● 原文抜粋
━━━━━━━━━━

Kejetia market を一望。(取り壊し着手前)
所狭しとひしめき合うトタン屋根はすべてが店舗。青空市場としては西アフリカ最大と言われているだけあって、スマホのパノラマモード撮影でぎりぎり収まるこのスケール感、伝わりますか?
そして、なんとこの巨大な屋外マーケットを…
この新しい建物内に すべて移設しようとしているのです。(写真はググって拝借)
私がクマシに来た2018年末には、すでに新建屋はほぼ完成していました。
しかし一向にオープンする気配がない。ずっと空っぽのまま封鎖されているでっかい建物が街のど真ん中に居座る、という硬直状態が1年ほど続いていました。どうやら、移転にあたって店舗の割当てや家賃などが問題になってプロジェクトがうまく進んでいなかったようです。
個人的な印象では…
何事も「ガーナだから」で片付く日常。あのカオスな迷宮ダンジョンをすべて移転するだなんて、夢のまた夢、いつか遠い未来の話だろうなぁなんて考えていました。
しかし私の期待値の低さとは裏腹に、
プロジェクトは着実に次の段階へ進んでいるのです!!
先週末、今年に入って初めてマーケットに行きました。
いつものように布屋に向かおうと歩いていると…
あれれ…こんなところにバリケード?あれれ…あれれ…?!?!?!

━━━━━━━━━━

名前付きの対象を指し示すエントリ:
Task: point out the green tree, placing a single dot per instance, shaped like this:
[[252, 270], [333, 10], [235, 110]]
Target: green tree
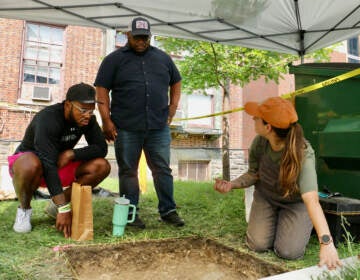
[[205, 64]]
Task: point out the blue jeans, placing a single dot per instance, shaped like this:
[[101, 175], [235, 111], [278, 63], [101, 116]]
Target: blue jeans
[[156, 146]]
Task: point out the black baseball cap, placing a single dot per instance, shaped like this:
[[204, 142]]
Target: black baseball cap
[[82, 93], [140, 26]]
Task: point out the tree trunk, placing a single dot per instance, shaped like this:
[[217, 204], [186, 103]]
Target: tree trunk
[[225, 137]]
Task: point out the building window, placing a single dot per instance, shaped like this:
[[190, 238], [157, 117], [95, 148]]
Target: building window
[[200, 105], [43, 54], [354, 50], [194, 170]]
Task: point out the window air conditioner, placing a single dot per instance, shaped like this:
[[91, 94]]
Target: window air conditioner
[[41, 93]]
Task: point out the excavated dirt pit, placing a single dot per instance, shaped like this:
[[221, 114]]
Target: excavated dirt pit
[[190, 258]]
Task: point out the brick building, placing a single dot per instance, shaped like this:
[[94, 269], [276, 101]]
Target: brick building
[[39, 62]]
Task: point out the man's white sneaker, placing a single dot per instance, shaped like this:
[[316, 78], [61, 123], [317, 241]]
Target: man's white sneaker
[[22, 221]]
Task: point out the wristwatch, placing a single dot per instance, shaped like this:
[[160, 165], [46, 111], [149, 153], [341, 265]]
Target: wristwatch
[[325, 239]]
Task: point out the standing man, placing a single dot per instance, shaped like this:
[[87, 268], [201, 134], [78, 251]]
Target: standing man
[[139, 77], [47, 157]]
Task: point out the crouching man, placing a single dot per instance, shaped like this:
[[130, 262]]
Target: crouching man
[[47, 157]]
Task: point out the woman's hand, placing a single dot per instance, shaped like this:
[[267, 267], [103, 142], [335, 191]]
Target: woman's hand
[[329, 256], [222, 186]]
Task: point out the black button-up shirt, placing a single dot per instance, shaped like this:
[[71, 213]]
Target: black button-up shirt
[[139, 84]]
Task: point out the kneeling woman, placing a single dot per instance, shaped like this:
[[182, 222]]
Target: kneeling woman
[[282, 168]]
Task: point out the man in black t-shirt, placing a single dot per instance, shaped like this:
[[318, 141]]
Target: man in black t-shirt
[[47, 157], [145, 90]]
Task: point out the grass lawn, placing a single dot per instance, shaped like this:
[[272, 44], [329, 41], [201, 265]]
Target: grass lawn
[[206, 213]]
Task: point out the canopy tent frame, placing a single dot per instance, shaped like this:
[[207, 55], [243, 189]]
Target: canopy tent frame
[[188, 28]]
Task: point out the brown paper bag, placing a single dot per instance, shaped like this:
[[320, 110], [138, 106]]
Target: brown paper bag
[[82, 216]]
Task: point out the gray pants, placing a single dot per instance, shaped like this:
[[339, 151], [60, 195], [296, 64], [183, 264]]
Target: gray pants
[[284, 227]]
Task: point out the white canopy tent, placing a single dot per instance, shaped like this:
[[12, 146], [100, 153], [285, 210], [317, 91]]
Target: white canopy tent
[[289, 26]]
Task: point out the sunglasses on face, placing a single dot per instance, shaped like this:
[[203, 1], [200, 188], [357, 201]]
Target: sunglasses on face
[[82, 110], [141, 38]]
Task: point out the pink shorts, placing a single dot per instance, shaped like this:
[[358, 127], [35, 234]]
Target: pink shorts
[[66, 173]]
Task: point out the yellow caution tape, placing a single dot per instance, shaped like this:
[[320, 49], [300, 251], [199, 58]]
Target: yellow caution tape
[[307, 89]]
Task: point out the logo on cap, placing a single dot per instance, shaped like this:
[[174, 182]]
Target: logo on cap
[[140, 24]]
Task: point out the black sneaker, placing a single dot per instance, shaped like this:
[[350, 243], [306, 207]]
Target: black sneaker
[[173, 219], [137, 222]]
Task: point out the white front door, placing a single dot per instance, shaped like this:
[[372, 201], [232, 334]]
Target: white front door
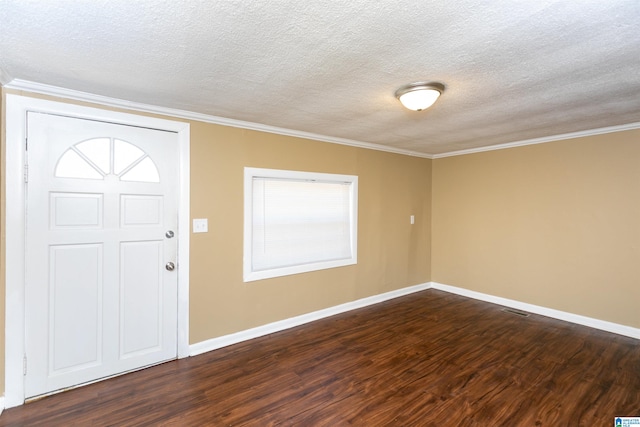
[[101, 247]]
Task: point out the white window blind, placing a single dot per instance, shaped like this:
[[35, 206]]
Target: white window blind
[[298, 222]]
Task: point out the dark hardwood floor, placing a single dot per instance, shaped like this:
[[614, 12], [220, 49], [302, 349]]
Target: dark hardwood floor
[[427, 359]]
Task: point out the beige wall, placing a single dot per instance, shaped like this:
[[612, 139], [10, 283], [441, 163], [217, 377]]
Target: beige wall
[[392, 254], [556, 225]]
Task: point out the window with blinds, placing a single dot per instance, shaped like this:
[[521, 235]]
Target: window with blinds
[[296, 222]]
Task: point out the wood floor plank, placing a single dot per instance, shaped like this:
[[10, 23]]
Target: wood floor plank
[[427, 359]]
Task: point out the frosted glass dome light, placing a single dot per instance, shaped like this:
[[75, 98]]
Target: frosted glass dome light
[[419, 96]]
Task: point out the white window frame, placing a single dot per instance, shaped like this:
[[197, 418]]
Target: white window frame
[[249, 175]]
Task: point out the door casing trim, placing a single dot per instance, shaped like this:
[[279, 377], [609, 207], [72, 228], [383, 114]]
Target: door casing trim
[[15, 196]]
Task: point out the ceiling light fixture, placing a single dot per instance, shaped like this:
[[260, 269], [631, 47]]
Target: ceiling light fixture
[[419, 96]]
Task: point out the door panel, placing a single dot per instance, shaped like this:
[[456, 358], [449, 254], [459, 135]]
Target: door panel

━━━━━━━━━━

● 本演習の課題
1. ケジェティア市場の記事によると、筆者がクマシに来た2018年末の時点で、新しい建物はどのような状態だったか。
2. ケジェティア市場の記事から、「私がクマシに来た2018年末には、すでに新建屋はほぼ完成していました。」で始まり「く進んでいなかったようです。」で終わる部分を一字一句変えずに抜き出してください。

● 解答一覧
1. すでにほぼ完成していた。

2.
私がクマシに来た2018年末には、すでに新建屋はほぼ完成していました。
しかし一向にオープンする気配がない。ずっと空っぽのまま封鎖されているでっかい建物が街のど真ん中に居座る、という硬直状態が1年ほど続いていました。どうやら、移転にあたって店舗の割当てや家賃などが問題になってプロジェクトがうまく進んでいなかったようです。